Below are the entries; output exactly the lines from the one containing "Reviewer note: confirm that every instance of the black bracelet" through the final line, inclusive.

##### Material for this task #####

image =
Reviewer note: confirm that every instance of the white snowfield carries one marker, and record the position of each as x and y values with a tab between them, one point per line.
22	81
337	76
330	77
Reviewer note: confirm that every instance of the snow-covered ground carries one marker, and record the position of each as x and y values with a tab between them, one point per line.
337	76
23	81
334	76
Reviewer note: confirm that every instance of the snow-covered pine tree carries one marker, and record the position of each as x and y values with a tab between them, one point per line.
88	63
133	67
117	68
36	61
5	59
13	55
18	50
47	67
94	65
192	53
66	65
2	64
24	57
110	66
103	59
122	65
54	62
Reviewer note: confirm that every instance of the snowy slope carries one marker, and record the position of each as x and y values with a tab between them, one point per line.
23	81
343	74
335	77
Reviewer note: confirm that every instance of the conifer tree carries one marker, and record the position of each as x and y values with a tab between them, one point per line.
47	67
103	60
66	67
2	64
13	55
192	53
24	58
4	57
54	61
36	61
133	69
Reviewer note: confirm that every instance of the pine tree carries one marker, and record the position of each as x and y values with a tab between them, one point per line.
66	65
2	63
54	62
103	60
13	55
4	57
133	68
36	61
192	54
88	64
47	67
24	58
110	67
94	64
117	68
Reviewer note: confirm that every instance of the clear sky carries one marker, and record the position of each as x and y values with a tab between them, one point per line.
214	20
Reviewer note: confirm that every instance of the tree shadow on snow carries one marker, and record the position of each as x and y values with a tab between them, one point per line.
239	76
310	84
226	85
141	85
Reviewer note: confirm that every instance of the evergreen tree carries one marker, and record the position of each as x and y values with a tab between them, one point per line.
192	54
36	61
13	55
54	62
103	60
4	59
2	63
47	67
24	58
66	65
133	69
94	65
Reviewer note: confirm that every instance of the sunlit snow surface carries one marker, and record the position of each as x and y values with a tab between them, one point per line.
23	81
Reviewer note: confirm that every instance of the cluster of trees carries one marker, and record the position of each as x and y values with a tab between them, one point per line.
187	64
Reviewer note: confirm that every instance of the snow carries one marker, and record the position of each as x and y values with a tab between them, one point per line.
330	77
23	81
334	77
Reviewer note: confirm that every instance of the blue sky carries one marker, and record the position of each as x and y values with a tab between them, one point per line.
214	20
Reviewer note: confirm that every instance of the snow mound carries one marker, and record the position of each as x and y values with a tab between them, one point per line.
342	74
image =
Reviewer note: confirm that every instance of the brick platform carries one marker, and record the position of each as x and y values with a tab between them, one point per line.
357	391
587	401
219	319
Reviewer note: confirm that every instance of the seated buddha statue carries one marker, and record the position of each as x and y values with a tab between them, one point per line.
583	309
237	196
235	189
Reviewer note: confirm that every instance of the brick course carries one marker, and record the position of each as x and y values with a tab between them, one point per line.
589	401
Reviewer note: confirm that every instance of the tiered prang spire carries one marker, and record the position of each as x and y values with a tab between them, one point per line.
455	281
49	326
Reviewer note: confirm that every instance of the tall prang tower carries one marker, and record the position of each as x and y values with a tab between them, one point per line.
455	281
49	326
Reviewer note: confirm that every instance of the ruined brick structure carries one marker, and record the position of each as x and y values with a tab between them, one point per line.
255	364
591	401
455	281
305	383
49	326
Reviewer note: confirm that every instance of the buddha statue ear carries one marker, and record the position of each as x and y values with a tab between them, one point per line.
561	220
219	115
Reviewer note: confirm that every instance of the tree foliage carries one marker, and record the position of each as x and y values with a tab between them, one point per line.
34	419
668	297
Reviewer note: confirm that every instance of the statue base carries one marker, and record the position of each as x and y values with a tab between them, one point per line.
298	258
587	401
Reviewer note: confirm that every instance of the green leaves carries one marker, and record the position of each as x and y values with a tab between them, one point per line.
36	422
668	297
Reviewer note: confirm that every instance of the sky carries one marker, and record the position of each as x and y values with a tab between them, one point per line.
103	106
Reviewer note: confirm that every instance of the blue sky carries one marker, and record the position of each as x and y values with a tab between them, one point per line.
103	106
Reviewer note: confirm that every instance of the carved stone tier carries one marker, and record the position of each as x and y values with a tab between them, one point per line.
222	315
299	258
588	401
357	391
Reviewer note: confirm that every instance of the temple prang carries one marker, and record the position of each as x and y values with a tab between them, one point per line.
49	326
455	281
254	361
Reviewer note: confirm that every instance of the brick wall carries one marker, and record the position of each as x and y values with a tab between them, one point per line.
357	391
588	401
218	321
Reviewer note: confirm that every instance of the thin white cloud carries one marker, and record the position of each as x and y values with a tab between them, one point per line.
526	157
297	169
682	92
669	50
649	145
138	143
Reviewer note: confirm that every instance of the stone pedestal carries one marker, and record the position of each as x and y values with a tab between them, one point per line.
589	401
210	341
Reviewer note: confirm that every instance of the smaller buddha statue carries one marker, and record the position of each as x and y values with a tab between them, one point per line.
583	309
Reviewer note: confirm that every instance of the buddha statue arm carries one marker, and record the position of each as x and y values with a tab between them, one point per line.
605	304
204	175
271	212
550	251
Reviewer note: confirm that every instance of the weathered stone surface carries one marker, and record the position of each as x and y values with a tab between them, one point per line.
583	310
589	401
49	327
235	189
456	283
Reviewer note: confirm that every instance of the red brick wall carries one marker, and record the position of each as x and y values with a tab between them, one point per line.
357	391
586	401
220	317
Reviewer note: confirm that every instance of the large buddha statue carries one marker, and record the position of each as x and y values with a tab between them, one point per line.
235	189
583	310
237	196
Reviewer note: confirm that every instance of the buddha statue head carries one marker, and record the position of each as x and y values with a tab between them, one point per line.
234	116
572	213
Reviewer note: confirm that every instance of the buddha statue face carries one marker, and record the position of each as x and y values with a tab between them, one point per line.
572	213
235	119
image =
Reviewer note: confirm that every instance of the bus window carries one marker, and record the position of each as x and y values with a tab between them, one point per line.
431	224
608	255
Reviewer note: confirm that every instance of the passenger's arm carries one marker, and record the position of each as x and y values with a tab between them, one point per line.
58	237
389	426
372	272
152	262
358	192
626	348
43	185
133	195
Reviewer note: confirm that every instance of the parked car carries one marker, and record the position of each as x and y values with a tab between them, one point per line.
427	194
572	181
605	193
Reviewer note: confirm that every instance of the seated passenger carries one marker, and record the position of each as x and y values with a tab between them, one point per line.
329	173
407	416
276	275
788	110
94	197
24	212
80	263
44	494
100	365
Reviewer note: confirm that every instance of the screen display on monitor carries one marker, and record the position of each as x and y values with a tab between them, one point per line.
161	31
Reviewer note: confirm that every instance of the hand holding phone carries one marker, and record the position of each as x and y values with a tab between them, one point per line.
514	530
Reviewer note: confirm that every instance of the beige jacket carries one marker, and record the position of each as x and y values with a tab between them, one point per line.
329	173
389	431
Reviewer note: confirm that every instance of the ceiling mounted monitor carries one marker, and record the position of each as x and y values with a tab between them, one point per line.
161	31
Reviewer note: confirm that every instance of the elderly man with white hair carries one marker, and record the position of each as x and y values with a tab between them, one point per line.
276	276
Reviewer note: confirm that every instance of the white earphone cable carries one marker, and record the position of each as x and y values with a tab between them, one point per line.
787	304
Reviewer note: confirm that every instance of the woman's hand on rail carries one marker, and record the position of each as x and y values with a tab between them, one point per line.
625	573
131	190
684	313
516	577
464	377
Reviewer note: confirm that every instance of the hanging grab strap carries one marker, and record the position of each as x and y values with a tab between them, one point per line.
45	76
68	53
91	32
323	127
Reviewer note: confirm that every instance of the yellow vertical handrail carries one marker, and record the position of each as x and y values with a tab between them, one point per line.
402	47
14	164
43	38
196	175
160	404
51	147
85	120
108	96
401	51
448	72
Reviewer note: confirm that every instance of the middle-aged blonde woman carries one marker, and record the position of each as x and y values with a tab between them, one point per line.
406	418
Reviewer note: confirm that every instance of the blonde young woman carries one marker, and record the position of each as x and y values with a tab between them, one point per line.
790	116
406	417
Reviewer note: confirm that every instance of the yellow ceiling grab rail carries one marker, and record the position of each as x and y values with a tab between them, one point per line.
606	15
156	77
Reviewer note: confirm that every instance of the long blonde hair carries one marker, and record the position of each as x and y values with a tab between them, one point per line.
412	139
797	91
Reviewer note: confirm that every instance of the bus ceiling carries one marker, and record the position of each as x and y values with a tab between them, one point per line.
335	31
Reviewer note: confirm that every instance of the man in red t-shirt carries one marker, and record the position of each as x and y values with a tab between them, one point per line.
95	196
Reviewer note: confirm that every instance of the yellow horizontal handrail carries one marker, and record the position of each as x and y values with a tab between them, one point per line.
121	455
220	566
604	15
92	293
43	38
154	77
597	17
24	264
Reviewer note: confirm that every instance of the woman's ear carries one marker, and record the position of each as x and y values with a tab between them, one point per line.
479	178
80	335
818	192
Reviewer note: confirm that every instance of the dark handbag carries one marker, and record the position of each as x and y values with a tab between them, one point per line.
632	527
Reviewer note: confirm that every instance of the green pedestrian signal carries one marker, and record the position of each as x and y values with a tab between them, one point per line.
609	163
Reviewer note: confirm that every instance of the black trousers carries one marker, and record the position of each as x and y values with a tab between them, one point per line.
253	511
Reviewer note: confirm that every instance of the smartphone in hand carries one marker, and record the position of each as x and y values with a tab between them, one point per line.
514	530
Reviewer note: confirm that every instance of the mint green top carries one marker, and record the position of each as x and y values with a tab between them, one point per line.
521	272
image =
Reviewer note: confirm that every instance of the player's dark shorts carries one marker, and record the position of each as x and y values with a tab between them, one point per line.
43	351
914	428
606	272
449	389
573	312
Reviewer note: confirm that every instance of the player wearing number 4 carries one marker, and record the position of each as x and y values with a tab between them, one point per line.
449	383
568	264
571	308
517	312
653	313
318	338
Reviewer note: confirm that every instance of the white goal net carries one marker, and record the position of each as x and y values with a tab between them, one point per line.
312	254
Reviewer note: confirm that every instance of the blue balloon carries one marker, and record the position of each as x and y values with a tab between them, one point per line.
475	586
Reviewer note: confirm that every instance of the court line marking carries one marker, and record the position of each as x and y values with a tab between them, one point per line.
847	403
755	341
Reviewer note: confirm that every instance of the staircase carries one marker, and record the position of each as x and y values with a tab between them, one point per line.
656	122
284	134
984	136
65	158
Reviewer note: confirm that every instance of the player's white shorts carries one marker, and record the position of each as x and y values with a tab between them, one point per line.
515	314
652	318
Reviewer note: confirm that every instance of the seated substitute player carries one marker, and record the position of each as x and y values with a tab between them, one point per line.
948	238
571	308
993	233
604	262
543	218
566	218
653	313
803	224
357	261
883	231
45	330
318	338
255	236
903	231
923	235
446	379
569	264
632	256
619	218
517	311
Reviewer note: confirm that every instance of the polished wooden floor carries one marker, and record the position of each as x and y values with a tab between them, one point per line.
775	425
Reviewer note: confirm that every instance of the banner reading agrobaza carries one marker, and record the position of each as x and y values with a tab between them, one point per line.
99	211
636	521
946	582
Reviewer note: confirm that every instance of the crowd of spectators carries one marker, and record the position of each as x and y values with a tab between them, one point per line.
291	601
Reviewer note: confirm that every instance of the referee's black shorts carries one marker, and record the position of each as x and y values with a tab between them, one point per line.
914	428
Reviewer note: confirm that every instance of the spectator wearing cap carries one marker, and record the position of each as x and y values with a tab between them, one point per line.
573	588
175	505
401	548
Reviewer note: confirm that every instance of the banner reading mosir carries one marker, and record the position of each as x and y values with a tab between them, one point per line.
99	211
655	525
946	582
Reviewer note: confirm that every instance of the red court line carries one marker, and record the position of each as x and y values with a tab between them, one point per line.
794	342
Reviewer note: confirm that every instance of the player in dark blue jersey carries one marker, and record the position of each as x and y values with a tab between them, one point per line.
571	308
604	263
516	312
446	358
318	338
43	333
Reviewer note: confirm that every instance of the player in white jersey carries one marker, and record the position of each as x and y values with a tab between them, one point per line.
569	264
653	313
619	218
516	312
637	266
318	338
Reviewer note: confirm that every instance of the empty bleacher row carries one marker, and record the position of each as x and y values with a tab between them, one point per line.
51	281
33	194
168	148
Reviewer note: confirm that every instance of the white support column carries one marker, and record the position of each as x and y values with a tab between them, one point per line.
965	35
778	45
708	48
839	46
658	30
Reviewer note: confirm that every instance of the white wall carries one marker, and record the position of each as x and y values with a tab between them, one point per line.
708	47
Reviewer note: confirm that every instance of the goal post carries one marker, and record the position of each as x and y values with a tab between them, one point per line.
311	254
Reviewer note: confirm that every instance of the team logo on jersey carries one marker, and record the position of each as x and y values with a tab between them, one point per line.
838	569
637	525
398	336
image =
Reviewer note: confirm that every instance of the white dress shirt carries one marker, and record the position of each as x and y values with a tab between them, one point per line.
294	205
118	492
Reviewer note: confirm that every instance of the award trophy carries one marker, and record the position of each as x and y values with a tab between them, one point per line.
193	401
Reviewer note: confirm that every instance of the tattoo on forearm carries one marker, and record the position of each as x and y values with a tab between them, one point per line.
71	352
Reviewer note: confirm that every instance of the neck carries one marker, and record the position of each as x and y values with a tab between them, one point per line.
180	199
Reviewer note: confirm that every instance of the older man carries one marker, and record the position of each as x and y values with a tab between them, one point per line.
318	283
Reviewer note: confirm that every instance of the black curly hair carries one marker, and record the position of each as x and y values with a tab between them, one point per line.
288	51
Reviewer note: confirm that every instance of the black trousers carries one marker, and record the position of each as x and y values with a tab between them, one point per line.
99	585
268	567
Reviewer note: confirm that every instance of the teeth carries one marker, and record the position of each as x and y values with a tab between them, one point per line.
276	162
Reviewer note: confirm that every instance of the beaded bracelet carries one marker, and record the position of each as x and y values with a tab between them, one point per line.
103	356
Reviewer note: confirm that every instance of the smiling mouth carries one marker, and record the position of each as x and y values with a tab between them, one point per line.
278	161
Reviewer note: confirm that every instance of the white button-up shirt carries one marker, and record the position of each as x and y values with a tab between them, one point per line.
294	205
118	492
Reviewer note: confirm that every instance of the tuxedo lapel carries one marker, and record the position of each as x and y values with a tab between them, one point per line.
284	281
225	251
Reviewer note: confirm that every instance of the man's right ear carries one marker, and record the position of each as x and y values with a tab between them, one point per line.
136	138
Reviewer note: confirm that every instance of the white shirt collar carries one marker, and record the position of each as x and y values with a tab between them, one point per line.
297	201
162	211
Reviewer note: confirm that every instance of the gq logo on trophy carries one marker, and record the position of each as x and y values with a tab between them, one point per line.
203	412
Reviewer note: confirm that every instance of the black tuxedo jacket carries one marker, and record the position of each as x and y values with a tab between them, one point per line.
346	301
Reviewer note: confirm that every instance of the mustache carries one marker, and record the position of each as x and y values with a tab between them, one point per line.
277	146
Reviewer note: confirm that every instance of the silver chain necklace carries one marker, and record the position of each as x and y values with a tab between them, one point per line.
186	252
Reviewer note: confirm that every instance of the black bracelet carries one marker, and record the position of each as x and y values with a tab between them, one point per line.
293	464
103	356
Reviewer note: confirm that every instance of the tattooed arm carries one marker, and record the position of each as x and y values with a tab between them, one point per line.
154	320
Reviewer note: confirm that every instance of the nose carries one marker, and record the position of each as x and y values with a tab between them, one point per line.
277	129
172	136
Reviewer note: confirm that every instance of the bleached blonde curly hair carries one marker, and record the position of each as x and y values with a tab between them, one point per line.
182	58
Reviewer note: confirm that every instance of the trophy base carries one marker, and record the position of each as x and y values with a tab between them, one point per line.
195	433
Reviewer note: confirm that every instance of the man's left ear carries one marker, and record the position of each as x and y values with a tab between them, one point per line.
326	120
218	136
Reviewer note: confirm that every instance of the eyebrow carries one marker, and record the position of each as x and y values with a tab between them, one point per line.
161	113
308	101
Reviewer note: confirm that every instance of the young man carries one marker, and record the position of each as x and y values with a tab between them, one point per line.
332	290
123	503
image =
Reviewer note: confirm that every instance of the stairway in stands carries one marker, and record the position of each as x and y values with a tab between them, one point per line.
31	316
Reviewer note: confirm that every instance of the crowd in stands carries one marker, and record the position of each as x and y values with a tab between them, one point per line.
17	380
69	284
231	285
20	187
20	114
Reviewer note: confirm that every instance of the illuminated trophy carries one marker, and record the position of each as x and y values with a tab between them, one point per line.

#####

Solution for this problem:
Reviewer note: confirm that every instance of the black bracelet carries one marker, and record the position of each as x and y values with a tab between them, one point per line.
293	464
103	356
Reviewer note: confirm that every instance of the tattooed arm carries one marker, and record the position of each as x and y values with a tab between them, one point per line.
154	320
Reviewer note: confirm that every instance of the nose carries one marker, and record the position of each as x and y values with a tab between them, one point per line.
277	129
172	136
Reviewer note: confirm that every instance of the bleached blonde curly hair carries one marker, and record the position of each as x and y values with a tab between them, one point per line.
182	58
Reviewer note: confirm that every instance of the trophy base carries one marker, and record the position of each as x and y values with a tab between them, one point per line.
195	433
Reviewer note: confirm that every instance of the man's left ear carries one marker, and record the position of each as x and y values with a tab between them, one point per line.
326	120
218	136
Reviewer note: confirm that every instance of the eyebrow carries one marker, and record the position of each as x and y values with a tab between them, one point per line.
161	113
308	101
Reviewer note: confirm that every instance of the young man carries one marker, and record the position of each as x and y values with a tab between them, one point per line.
332	290
123	503
image =
Reviewer note: confirm that every instance of the stairway in stands carries one marker, and record the position of each as x and y values with a tab between them, one point per line.
31	316
Reviewer note: confirm that every instance of the crowd in stands carries one marker, and record the position of each as x and y values with a tab between them, one point per line.
17	380
69	284
231	285
20	187
20	114
Reviewer note: confirm that every instance of the illuminated trophy carries one marker, and record the position of each as x and y values with a tab between them, one point per line.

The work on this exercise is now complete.